PROBLEM DESCRIPTION - Count how many lines of the items below contain the string "picture", treating uppercase and lowercase as different. Reply with the number alone.

SUPPLIED DATA -
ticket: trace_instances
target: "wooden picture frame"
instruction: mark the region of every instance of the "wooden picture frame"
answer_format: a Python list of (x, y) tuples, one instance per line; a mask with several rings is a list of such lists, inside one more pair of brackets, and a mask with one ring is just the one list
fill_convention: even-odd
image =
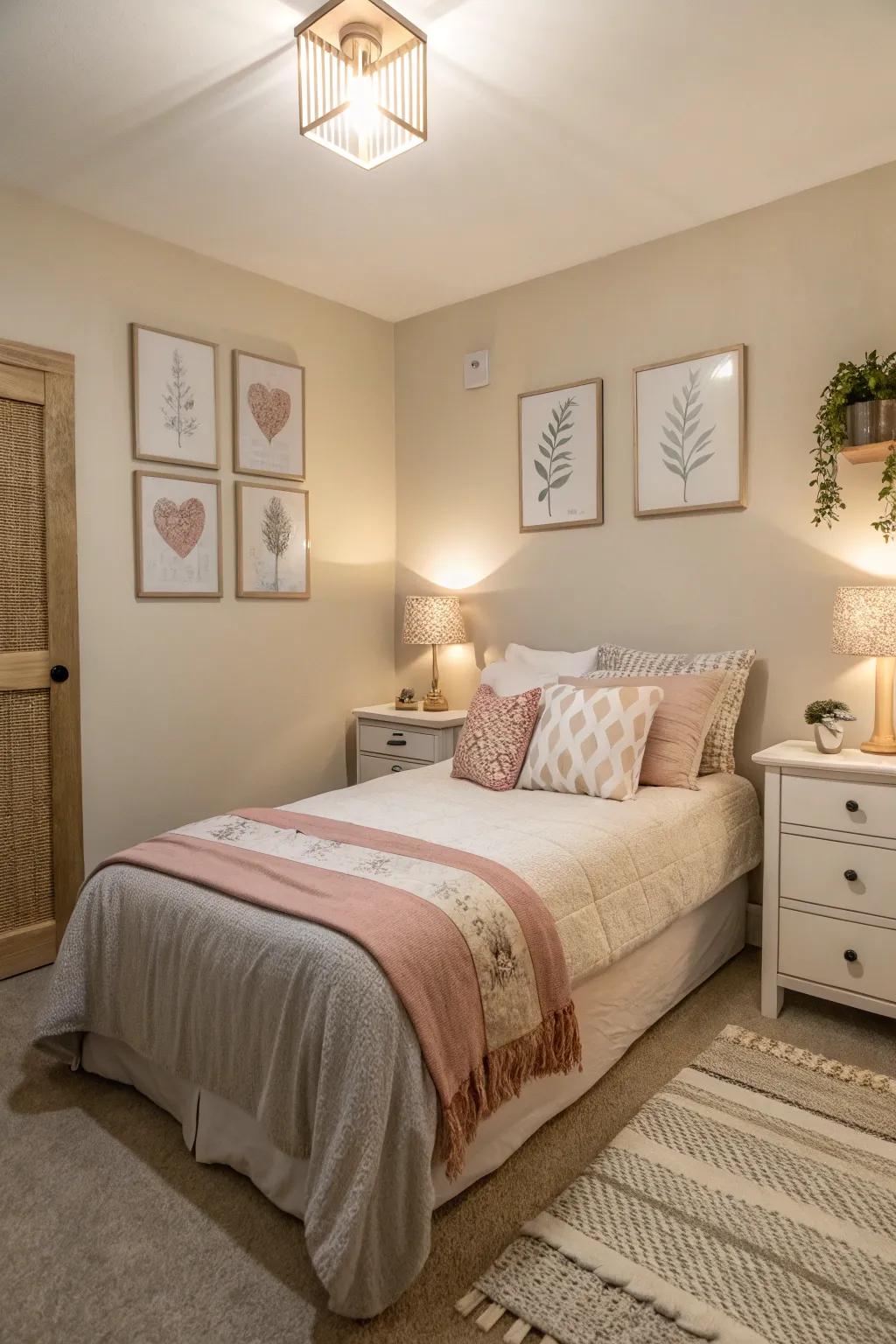
[[(579, 392), (578, 403), (576, 391)], [(600, 527), (603, 523), (603, 379), (583, 378), (575, 383), (560, 383), (556, 387), (520, 392), (517, 396), (517, 435), (520, 532)], [(559, 461), (555, 453), (560, 454)], [(583, 453), (588, 456), (583, 457)], [(591, 453), (594, 453), (594, 465), (591, 465)], [(567, 466), (571, 469), (567, 470)], [(576, 468), (580, 480), (576, 480)], [(553, 512), (556, 501), (553, 492), (566, 489), (571, 482), (575, 482), (576, 489), (560, 497), (562, 516), (557, 516)]]
[(220, 470), (218, 345), (132, 323), (130, 414), (136, 461)]
[[(165, 493), (161, 495), (159, 492), (153, 504), (153, 524), (159, 542), (149, 532), (149, 519), (144, 513), (145, 496), (149, 493), (145, 485), (148, 481), (169, 482), (164, 487)], [(199, 485), (200, 491), (191, 491), (191, 485)], [(211, 542), (214, 566), (208, 563), (210, 543), (206, 542), (203, 550), (199, 551), (210, 516), (210, 491), (214, 491), (214, 509), (211, 511), (215, 528), (215, 538)], [(203, 493), (204, 499), (201, 497)], [(172, 499), (171, 496), (175, 497)], [(199, 527), (197, 511), (187, 507), (196, 501), (203, 508), (201, 527)], [(161, 508), (160, 505), (167, 507)], [(191, 544), (191, 538), (197, 527), (199, 532)], [(144, 532), (146, 532), (146, 536), (144, 536)], [(153, 547), (156, 547), (152, 556), (149, 554), (150, 540)], [(188, 566), (189, 556), (193, 556), (193, 560)], [(200, 585), (199, 574), (191, 575), (191, 567), (200, 567), (208, 571), (204, 586)], [(152, 571), (149, 577), (148, 570)], [(164, 586), (160, 586), (160, 577)], [(156, 578), (154, 586), (150, 582), (152, 578)], [(191, 582), (196, 586), (187, 586)], [(212, 582), (215, 583), (214, 587), (211, 587)], [(180, 587), (177, 586), (179, 583), (181, 585)], [(218, 599), (224, 595), (219, 480), (207, 476), (173, 476), (168, 472), (134, 472), (134, 595), (138, 598), (173, 598), (180, 601)]]
[[(308, 507), (308, 491), (300, 489), (294, 485), (262, 485), (257, 481), (235, 481), (236, 489), (236, 597), (244, 598), (269, 598), (269, 599), (286, 599), (286, 601), (306, 601), (312, 595), (312, 569), (310, 569), (310, 532), (309, 532), (309, 507)], [(249, 492), (253, 492), (251, 495)], [(269, 496), (265, 501), (259, 499), (258, 492), (263, 492)], [(301, 556), (296, 562), (294, 556), (289, 555), (289, 546), (293, 538), (287, 534), (283, 539), (283, 548), (275, 551), (277, 547), (277, 520), (274, 520), (274, 538), (271, 544), (271, 538), (265, 539), (262, 526), (265, 521), (265, 513), (270, 505), (270, 500), (283, 495), (301, 495), (304, 496), (304, 505), (298, 505), (298, 511), (293, 509), (290, 512), (289, 505), (286, 505), (285, 516), (286, 521), (282, 523), (286, 527), (292, 523), (293, 527), (300, 524), (296, 540), (298, 542)], [(282, 500), (281, 500), (282, 507)], [(282, 517), (282, 512), (281, 512)], [(270, 520), (269, 520), (270, 526)], [(262, 579), (259, 577), (262, 567), (267, 571), (271, 566), (271, 560), (267, 560), (262, 555), (262, 550), (266, 550), (273, 556), (273, 582), (269, 579)], [(282, 575), (278, 574), (281, 556), (283, 556), (285, 563), (296, 566), (297, 579), (301, 583), (300, 587), (279, 587)], [(249, 560), (253, 560), (255, 566), (255, 586), (250, 583), (249, 575)], [(287, 571), (289, 575), (289, 571)], [(292, 579), (287, 578), (287, 582)]]
[[(646, 394), (649, 375), (678, 368), (680, 378), (657, 380)], [(736, 380), (733, 388), (725, 387), (729, 378)], [(688, 401), (692, 391), (701, 401), (696, 402), (696, 419), (688, 423), (689, 405), (695, 405), (693, 398)], [(635, 368), (631, 415), (635, 517), (717, 513), (747, 507), (746, 345), (720, 345)], [(647, 441), (653, 446), (652, 460), (647, 458)], [(708, 466), (711, 458), (715, 460), (712, 470), (693, 476), (695, 466)], [(688, 499), (689, 489), (696, 497), (692, 493)], [(672, 492), (678, 491), (681, 501), (672, 497)]]
[[(235, 349), (232, 398), (234, 470), (240, 476), (304, 481), (308, 474), (305, 366)], [(274, 444), (275, 439), (279, 442)]]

EXPECTED OUTPUT - 2